-- begin --

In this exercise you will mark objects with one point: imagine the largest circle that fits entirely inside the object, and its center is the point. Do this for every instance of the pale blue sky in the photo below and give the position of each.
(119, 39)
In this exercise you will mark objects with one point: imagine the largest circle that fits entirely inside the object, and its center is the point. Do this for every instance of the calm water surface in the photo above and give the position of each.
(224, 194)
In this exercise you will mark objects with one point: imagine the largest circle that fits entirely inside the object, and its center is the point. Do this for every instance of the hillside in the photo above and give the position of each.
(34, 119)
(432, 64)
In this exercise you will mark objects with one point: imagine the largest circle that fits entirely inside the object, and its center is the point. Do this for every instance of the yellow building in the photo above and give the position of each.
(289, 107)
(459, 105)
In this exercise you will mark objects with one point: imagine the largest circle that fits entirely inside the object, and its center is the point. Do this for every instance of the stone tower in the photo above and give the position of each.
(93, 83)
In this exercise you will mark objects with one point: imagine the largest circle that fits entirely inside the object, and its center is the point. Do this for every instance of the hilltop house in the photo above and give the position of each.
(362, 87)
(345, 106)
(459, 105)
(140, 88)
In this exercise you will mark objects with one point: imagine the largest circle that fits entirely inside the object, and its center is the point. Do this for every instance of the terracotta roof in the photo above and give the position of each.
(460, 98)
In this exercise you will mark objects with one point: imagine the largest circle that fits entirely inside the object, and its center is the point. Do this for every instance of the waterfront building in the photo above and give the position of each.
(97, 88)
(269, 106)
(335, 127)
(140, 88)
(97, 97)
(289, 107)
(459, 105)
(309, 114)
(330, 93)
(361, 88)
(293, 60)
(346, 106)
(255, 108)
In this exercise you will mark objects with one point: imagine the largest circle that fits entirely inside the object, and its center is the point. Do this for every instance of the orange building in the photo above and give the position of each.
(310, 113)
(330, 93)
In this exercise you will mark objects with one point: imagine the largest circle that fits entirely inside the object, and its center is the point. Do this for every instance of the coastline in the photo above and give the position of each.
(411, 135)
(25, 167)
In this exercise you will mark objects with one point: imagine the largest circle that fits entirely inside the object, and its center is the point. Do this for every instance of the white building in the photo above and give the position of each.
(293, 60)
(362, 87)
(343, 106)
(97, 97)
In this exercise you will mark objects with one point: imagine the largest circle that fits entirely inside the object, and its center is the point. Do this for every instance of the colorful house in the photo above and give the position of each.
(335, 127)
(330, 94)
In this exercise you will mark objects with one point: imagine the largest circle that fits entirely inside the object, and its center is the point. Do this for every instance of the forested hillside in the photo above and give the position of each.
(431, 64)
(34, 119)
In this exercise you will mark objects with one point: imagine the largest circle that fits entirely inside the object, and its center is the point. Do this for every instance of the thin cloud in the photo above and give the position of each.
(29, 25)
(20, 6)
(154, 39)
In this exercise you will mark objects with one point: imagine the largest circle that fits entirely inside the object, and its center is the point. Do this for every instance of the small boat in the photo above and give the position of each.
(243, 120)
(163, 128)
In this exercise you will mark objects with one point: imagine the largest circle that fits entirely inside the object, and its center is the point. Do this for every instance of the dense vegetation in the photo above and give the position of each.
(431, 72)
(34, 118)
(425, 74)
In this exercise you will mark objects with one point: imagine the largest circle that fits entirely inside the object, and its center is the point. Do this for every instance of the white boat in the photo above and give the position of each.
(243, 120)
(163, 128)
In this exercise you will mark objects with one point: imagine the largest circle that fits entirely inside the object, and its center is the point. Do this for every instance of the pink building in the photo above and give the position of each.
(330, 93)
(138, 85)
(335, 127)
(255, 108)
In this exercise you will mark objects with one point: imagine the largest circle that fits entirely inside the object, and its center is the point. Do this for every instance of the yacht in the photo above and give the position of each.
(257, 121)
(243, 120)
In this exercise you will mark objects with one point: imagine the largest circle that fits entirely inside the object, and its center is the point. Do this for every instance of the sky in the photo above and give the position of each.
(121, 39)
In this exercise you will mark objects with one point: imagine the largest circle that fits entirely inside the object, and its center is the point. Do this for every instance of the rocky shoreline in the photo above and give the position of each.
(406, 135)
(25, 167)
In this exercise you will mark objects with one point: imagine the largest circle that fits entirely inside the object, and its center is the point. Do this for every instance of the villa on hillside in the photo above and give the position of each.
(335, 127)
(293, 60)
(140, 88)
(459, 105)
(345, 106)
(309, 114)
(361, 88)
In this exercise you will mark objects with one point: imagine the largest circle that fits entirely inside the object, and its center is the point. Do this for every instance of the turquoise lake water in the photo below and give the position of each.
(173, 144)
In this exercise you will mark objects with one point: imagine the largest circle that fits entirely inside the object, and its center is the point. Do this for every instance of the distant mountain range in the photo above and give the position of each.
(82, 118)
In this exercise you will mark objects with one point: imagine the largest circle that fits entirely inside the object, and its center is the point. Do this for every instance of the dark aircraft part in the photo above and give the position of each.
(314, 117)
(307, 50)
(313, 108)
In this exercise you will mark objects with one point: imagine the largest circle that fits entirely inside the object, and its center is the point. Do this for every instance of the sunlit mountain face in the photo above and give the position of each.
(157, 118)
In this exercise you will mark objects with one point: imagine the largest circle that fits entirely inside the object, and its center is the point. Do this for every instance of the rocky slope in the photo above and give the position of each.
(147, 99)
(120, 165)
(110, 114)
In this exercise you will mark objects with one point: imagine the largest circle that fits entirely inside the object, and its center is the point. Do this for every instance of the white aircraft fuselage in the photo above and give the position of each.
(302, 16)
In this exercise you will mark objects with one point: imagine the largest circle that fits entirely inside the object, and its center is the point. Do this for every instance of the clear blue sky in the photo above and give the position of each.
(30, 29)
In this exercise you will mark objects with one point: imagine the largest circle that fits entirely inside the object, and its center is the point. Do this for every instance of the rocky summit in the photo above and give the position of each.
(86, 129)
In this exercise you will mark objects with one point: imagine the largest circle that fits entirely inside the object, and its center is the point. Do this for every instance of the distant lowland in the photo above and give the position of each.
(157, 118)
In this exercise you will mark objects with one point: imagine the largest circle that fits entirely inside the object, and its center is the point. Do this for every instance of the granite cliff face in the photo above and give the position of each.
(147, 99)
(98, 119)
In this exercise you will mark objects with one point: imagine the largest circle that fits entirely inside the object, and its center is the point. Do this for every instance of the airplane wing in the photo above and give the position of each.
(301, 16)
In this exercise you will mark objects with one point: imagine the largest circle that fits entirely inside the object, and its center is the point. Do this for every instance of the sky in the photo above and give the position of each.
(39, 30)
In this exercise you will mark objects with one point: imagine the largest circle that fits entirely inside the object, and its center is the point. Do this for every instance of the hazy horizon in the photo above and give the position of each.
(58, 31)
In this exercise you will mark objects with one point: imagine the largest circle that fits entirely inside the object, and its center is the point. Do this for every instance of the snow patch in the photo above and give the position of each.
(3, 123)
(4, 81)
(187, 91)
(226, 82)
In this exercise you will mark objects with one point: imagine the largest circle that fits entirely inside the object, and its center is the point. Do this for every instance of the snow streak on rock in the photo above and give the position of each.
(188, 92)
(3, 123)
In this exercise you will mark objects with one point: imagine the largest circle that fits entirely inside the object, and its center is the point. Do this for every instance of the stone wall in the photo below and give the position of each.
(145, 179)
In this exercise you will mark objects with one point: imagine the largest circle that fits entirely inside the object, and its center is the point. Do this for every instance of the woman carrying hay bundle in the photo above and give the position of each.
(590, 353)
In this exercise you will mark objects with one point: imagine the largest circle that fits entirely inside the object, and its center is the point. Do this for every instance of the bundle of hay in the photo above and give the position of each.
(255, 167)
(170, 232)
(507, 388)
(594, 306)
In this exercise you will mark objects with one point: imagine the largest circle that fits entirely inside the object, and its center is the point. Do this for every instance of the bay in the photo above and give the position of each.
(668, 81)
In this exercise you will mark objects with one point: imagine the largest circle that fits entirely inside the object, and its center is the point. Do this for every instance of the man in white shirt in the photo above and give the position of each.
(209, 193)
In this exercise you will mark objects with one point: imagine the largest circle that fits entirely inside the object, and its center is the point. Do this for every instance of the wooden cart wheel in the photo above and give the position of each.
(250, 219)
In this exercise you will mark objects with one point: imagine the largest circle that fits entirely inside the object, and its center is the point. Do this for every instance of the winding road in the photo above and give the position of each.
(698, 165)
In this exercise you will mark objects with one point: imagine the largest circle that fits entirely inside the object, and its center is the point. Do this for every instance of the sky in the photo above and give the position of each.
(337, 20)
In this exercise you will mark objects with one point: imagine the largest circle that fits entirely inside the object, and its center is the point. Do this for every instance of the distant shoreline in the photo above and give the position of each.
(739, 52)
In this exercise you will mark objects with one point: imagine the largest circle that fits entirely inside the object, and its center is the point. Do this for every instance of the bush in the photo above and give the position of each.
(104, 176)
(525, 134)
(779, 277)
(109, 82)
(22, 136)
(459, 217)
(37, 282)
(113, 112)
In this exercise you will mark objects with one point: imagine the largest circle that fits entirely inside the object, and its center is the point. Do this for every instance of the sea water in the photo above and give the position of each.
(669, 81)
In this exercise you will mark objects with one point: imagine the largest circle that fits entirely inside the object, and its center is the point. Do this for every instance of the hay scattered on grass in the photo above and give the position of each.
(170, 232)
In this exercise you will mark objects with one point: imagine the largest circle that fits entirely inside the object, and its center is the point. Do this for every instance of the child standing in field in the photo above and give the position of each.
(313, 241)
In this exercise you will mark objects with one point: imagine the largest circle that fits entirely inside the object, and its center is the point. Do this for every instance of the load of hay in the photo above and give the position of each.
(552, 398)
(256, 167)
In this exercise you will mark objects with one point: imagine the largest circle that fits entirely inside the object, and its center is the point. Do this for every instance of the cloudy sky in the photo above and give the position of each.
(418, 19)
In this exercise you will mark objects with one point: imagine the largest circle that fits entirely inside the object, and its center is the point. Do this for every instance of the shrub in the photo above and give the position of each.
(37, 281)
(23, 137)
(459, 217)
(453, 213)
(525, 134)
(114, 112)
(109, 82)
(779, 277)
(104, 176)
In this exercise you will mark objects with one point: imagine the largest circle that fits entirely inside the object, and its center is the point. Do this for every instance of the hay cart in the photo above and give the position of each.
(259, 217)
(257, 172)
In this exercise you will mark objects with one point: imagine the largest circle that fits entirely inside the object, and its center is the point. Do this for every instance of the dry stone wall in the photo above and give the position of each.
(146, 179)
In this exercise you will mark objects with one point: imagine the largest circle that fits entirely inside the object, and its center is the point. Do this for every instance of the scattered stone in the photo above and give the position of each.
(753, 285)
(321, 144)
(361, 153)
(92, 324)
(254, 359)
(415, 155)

-- end --

### Do this
Please pull out every line from the one containing "the hay cart" up to and including the final line of the items, and reproduce them word for word.

### Solution
In this exercise you will mark objects with one point: imagine the largest circle that fits entirely inside the object, and its center is the point. Do this for every instance of the hay cart in the photo above and give the position of each.
(259, 217)
(257, 172)
In this exercise you will mark objects with one point: imagine the largest circle that fits entirely inside the object, and its center is the point. Do this for every instance of the dry stone wall in the photo above and give the position of each.
(146, 179)
In this exercise you will mark objects with one point: imagine the largest circle that fits entirely inside the object, and its center is the point. Do this for every instance of the scattered stone in the photo above and give the position of each.
(753, 285)
(321, 144)
(361, 153)
(92, 324)
(254, 359)
(415, 155)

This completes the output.